# DEEPSPEECH
___
This notebook demonstrates how to install and use the [deepspeech](https://deepspeech.readthedocs.io/en/v0.7.4/) library developed by Mozilla. It installs the library itself, a pretrained model, a scorer, and simple audio files to try the model. Additional more complex audio files can downloaded from [here](https://www.voiptroubleshooter.com/open_speech/american.html).

Several different ways to use the library are shown:
* Simple - using a plain CLI command
* CLI + using variables for the model, scorer, and audio file
* Same as above + saving output in a separate file
* Full version of code from Mozilla's client.py file (gives you fullest control of the process)
___
The [SpaCy](https://spacy.io/usage) library and its largest state-of-the-art pre-trained deep-learning model for English are used in the end to detect sentence boundaries. Its performance is greatly dependent on the quality of the deepspeech output

## 1. Install dependecies
To be installed once. To be reinstalled after the environment is reset (uncomment as needed)

* [Data to use]
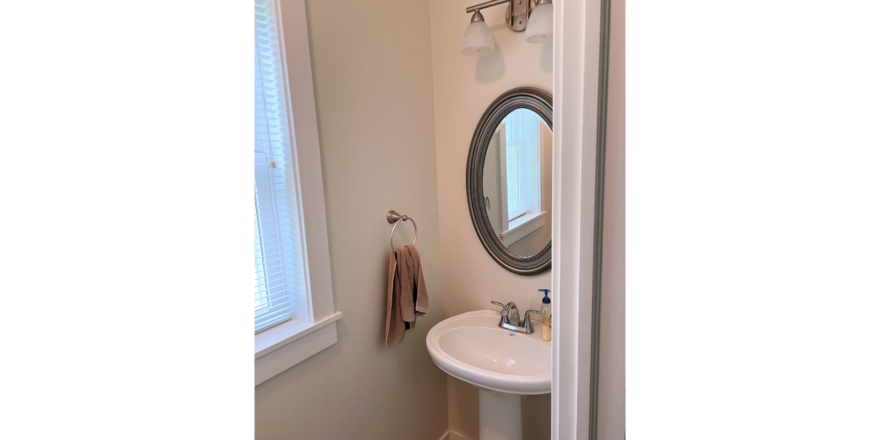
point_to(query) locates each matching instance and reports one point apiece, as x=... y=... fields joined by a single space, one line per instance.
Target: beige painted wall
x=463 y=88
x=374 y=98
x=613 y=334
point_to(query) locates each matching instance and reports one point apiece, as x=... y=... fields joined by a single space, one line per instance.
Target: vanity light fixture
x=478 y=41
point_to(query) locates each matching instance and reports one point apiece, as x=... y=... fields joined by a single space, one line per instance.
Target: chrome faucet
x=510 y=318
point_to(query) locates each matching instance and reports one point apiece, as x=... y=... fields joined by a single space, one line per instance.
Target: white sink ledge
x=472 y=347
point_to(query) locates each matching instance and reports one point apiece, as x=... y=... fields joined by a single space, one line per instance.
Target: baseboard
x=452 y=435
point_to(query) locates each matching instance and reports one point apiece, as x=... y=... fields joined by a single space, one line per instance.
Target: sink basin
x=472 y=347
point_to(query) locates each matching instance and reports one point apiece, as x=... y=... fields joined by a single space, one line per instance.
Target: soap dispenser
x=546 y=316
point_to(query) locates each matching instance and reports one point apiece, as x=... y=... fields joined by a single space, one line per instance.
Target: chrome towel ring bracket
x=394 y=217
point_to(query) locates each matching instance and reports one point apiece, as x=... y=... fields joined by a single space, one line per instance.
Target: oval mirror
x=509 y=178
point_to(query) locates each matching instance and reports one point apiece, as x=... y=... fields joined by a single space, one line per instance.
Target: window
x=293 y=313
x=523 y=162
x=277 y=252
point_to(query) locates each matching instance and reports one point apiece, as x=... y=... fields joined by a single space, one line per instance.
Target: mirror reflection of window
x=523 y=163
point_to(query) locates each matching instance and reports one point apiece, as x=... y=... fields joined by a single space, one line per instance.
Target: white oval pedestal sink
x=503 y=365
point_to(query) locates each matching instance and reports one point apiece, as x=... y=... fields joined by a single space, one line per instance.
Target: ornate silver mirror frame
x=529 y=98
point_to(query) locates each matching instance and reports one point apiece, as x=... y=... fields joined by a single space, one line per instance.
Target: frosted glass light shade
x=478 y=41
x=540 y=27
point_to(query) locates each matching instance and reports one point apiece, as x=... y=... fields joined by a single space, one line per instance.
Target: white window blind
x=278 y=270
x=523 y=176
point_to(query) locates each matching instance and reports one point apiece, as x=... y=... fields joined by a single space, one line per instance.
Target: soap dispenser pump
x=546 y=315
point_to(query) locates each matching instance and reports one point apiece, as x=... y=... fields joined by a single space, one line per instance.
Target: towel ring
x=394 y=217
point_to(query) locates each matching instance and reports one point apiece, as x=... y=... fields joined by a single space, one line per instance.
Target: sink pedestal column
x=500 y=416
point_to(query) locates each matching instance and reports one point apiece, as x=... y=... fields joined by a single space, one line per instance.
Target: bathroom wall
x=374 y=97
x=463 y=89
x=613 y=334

* [Request A]
Go through the rows from the very first one down to the line containing "x=510 y=318", both included. Write those lines out again, requests included, raising every x and y coordinate in the answers by 115, and leave out the pictures.
* [Request B]
Carry on the DeepSpeech notebook page from its last line.

* [Written reply A]
point_to(query) locates each matching instance and reports one point apiece, as x=... y=... fields joined by a single space, one line per instance.
Target: beige painted wall
x=578 y=203
x=489 y=213
x=728 y=449
point_to(query) locates each matching instance and reports one point apiece, as x=... y=... fields joined by a single space, one line per instance.
Target: vanity light fixture
x=593 y=156
point_to(query) locates each matching instance and reports one point apiece, as x=... y=... fields joined by a single space, one line per instance.
Target: chrome faucet
x=625 y=433

* [Written reply B]
In [1]:
# INSTALL DEEPSPEECH MODELS & SOX FOR AUDIO CONVERSION
#!pip install deepspeech
#!curl -LO https://github.com/mozilla/DeepSpeech/releases/download/v0.7.3/deepspeech-0.7.3-models.pbmm
#!curl -LO https://github.com/mozilla/DeepSpeech/releases/download/v0.7.3/deepspeech-0.7.3-models.scorer
#!conda install -c conda-forge sox --yes

In [None]:
# SAMPLE TEST AUDIO FILES (COME WITH DEEPSPEECH)
#!curl -LO https://github.com/mozilla/DeepSpeech/releases/download/v0.7.3/audio-0.7.3.tar.gz
#!tar -xvf audio-0.7.3.tar.gz

In [4]:
# MORE COMPLEX AUDIO FILES WITH SAMPLE RATE 16kHz - REQUIRE CONVERSION WITH SoX
#!curl -LO https://www.voiptroubleshooter.com/open_speech/american/OSR_us_000_0010_8k.wav
#!curl -LO https://www.voiptroubleshooter.com/open_speech/american/OSR_us_000_0011_8k.wav
#!mv OSR_us_000_0010_8k.wav ./audio
#!mv OSR_us_000_0011_8k.wav ./audio

In [3]:
# INSTALL SPACY FOR SENTENCE BOUNDARY DETECTION
#!pip install -U spacy
#!python -m spacy download en_core_web_lg

Requirement already up-to-date: spacy in /opt/conda/lib/python3.6/site-packages
Requirement already up-to-date: preshed<3.1.0,>=3.0.2 in /opt/conda/lib/python3.6/site-packages (from spacy)
Requirement already up-to-date: cymem<2.1.0,>=2.0.2 in /opt/conda/lib/python3.6/site-packages (from spacy)
Requirement already up-to-date: catalogue<1.1.0,>=0.0.7 in /opt/conda/lib/python3.6/site-packages (from spacy)
Requirement already up-to-date: tqdm<5.0.0,>=4.38.0 in /opt/conda/lib/python3.6/site-packages (from spacy)
Requirement already up-to-date: srsly<1.1.0,>=1.0.2 in /opt/conda/lib/python3.6/site-packages (from spacy)
Requirement already up-to-date: wasabi<1.1.0,>=0.4.0 in /opt/conda/lib/python3.6/site-packages (from spacy)
Requirement already up-to-date: numpy>=1.15.0 in /opt/conda/lib/python3.6/site-packages (from spacy)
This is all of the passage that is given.